## begin Record excerpts
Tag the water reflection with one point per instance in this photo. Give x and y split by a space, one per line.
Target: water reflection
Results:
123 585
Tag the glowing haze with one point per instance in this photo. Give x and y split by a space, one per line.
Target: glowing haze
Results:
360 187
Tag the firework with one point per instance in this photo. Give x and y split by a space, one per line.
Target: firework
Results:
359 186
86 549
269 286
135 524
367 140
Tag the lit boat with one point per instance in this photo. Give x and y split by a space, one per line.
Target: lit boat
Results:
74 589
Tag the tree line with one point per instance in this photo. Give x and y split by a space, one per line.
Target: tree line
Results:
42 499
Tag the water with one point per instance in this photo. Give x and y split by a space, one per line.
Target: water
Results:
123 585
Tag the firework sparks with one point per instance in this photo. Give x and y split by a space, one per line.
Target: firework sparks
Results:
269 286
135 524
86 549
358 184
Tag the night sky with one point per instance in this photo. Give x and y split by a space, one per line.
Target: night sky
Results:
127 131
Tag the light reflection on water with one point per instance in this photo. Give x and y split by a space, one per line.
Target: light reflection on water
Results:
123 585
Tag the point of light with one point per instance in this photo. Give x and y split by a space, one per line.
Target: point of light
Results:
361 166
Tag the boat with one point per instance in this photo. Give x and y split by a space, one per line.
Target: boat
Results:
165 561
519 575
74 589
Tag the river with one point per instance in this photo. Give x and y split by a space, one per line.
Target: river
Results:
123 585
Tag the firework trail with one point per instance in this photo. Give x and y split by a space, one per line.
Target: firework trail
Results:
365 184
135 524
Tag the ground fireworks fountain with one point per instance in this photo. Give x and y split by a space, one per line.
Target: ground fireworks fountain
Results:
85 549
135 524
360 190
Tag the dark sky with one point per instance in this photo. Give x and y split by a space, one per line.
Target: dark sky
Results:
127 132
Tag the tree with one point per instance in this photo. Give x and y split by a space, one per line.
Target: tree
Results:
## end Record excerpts
Short problem
Nothing but the lines from the one with "Tag the lit" through the last line should be repeated, each exactly as it stands.

Full solution
Tag the lit boat with one point per instance in this photo. Give x and y split by a space, one per line.
Target: lit boat
Results:
74 589
Tag the tree line with one point per instance in this photo. Give x and y split by a space, one per line.
Target: tree line
Results:
42 499
Tag the water with one point per instance in this photo. Give x and y split by a space, one per line.
Target: water
Results:
123 585
Tag the firework sparks with one point per instance in this photo. Give x and y split by a space, one per line.
Target: firework sparks
Results:
269 286
135 524
86 549
358 184
Tag the night sky with one point per instance in this photo. Give x and y split by a space, one per line.
Target: night sky
Results:
127 131
Tag the light reflection on water with one point per instance in this photo. Give x and y split by a space, one per line.
Target: light reflection on water
Results:
123 585
Tag the point of light with one point per instance in this photo. Give x and y split by a space, one per line.
Target: point of light
Results:
361 166
Tag the boat with one point per instance in this photo. Give x and y split by a space, one per line.
Target: boat
Results:
165 561
519 575
74 589
Tag the river with one point per instance in this photo. Give x and y split by a space, one per line.
Target: river
Results:
123 585
Tag the firework trail with one point per instance in this photo. Give x and y split by a space, one per line.
Target: firework trail
Results:
365 184
135 524
Tag the ground fireworks fountain with one point per instance in this photo. Give x and y split by a space, one per line.
Target: ground fireworks fountain
Results:
85 549
135 524
360 190
Tag the dark sky with one point per instance in this photo. Give x and y split by a space, one per line.
Target: dark sky
Results:
127 132
Tag the tree with one point per instance in this photo. Give x and y split by a space, one per line.
Target: tree
Results:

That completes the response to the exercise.